The majority of adults in the United States have social media accounts. For years now, celebrities have interacted with their fans using social media sites. Even the pope now has a Twitter account. Social media is everywhere and pretty much everyone is using it.

So it’s not surprising that social media sites have become a prime source for lawyers to mine for evidence to support their clients’ cases. In fact, this has become a fairly common occurrence and, as a result, an increasing number of appellate cases are cropping up which address the circumstances under which lawyers may obtain access to the data contained in social media accounts. I’ve discussed a number of these cases in prior articles.

First, there was Abrams v. Pecile, 83 A.D.3d 527 (1st Dept. 2011), where the First Department refused to allow access to the plaintiff’s social networking accounts since the defendant failed to show that doing so would lead to the discovery of evidence relevant to the defense of the lawsuit.

Likewise, in Patterson v. Turner Construction Company, 2011 WL 5083155 (1st Dept. 2011), the court likened the plaintiff’s private messages on Facebook to a diary and concluded that, if relevant, they were discoverable, but limited access to the Facebook data and required that the trial court first conduct an in camera review to determine if there was evidence relevant to the lawsuit.

Records
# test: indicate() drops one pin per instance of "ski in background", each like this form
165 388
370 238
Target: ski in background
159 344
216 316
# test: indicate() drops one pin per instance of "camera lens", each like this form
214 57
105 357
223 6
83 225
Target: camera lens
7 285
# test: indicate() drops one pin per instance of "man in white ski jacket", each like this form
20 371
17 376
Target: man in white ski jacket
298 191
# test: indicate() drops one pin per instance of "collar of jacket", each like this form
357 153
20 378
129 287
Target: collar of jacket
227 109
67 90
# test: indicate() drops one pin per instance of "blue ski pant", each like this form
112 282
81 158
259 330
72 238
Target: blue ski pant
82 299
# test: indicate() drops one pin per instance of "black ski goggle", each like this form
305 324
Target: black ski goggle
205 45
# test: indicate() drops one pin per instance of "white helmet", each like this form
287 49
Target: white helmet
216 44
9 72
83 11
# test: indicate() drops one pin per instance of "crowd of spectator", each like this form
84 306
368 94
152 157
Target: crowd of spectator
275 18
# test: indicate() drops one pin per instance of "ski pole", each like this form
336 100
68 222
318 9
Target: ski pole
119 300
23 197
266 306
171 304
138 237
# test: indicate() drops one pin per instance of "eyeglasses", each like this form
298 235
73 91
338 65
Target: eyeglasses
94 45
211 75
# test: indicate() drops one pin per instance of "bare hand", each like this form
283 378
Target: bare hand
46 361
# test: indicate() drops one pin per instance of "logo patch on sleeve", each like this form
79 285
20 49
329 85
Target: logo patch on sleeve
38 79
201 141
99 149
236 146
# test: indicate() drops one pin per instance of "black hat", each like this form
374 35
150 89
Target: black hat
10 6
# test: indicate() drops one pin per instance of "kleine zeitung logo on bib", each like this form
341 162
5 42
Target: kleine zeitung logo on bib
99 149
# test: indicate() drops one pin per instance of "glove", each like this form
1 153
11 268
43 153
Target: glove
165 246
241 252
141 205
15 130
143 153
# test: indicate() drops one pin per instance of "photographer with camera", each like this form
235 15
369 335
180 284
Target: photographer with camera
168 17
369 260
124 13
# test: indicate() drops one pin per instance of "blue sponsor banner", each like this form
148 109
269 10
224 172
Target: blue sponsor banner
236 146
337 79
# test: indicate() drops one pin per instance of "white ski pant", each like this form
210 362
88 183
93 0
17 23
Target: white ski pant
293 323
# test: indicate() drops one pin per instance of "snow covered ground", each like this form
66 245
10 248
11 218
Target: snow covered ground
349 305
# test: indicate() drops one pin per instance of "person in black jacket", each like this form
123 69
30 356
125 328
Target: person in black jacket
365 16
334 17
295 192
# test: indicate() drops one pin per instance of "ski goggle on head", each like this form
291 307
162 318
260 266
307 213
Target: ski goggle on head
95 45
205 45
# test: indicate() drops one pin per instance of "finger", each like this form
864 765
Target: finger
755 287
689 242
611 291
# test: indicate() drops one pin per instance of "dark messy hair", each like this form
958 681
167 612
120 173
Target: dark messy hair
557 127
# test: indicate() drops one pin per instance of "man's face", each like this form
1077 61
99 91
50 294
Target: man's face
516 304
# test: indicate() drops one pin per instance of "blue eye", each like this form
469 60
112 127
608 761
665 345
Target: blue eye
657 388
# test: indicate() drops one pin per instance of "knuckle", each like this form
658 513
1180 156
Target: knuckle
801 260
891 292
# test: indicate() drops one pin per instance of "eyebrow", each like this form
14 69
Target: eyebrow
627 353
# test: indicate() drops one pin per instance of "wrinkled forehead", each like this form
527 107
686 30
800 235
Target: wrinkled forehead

Directions for this task
Repeat the part of the article on social media discovery that opens with the words containing "First, there was Abrams" and closes with "of the lawsuit.". The data come from a different source than the article on social media discovery.

Task solution
First, there was Abrams v. Pecile, 83 A.D.3d 527 (1st Dept. 2011), where the First Department refused to allow access to the plaintiff’s social networking accounts since the defendant failed to show that doing so would lead to the discovery of evidence relevant to the defense of the lawsuit.